◆ Extract to read:
┌──

Thursday, March 12, 2020
Court of Appeal:
No Statute Authorizes Regulation of Whereabouts of Misdemeanant After Serving Jail Time, Opinion Says, and No Inherent Powers Exist for Issuing Directive
By a MetNews Staff Writer
The Court of Appeal for this district has held that a judge had neither statutory authority nor the inherent power to order a man who was convicted of a misdemeanor in connection with setting a fire, not to return to the scene of his crime because persons who work there and witnessed his misdeed would be disturbed by the sight of him,
Justice Marie E. Stratton wrote the opinion, filed Tuesday. The opinion recites that the order in question, by Los Angeles Superior Court Judge Renee Korn, is “stricken” (although the disposition, as reflected on the Judicial Council website, is that the case is remanded for the Superior Court to strike the order).
Korn’s order, issued in tandem with the sentence, was directed to Juan F. Corrales. He had been charged with two felonies in connection with setting ablaze a palm tree next to a strip mall, but was found guilty by a jury of the misdemeanor of unlawful burning the property of another.
The judge ordered him not to come within 100 yards of “the perimeter area of 530 E. Washington Boulevard,” a medical clinic, at the south end of the strip mall. She said that Corrales “should stay away from that location, because everyone at that location who was there that day and saw what he did and went through that obviously would be upset to see him on that property again.”

└──

◆ Source material:

┌──

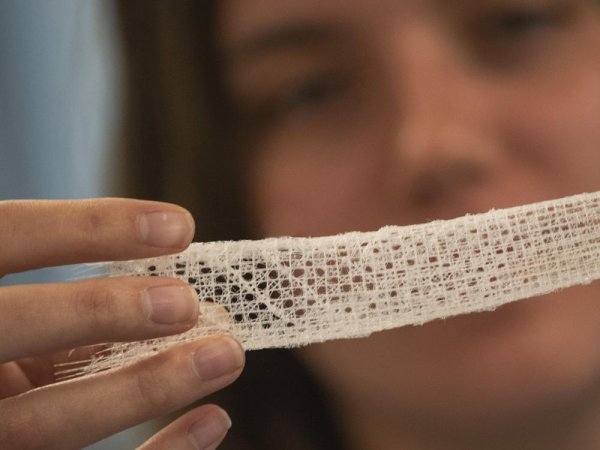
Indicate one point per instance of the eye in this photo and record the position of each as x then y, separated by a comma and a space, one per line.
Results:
311, 94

└──

◆ What to work on:
A. In the news article about the Court of Appeal ruling, how close to the medical clinic was Corrales ordered not to come?
B. Pick up the news article about the Court of Appeal ruling after its last sentence and write the next few paragraphs.

◆ Exercise answers:
A. Within 100 yards of the perimeter area of 530 E. Washington Boulevard.

B.
The judge acknowledged that the order “has no teeth to it” because it was not a condition of probation—she sentenced him to six months in jail and he already had served more than 10 months in confinement awaiting trial, and was ordered freed—but warned that “a violation of a court order… could mean a new charge against you.”
The problem with the order, Stratton said, is that Penal Code §136.2 governs protective orders in criminal cases, unless a more specific statute pertains, and none does. However, that section generally applies only prior to a judgment in a case, as a means of safeguarding victims and witnesses, she noted.
“Accordingly, section 136.2 does not authorize a trial court to impose a postjudgment restraining order against a criminal defendant,” the jurist declared.
(In a footnote, Stratton advised that the section does authorize postjudgment orders where a defendant is convicted of a crime involving domestic violence, street terrorism, a crime requiring registration as a sex offender, or one of six specified sex-related offenses.)
Supreme Court Decision
The Office of Attorney General, defending Korn’s order, pointed to the California Supreme Court’s 1999 decision in Townsel v. Superior Court which validated an order to appellate counsel not to contact, without permission, the jurors who had convicted his client of murder. Then-Justice Kathryn Werdegar (now retired) wrote that “trial courts have always possessed the inherent power to protect jurors’ physical safety and privacy.”
The case made no mention of §136.2.
“The defendant in Townsel had been convicted of murdering one victim because she was a witness to a previous crime and was also convicted of attempting to prevent or dissuade a witness. Consequently the trial court’s order was justified because of the defendant’s history of interfering with the judicial process by killing or threatening witnesses….Townsel does not support the conclusion that a court can issue a postjudgment protective order under section 136.2 based on its inherent authority.”
She noted that Div. Six of this district’s Court of Appeal, in the 2009 case of People v. Ponce, “limited Townsel to its facts,” adding: “and so do we.”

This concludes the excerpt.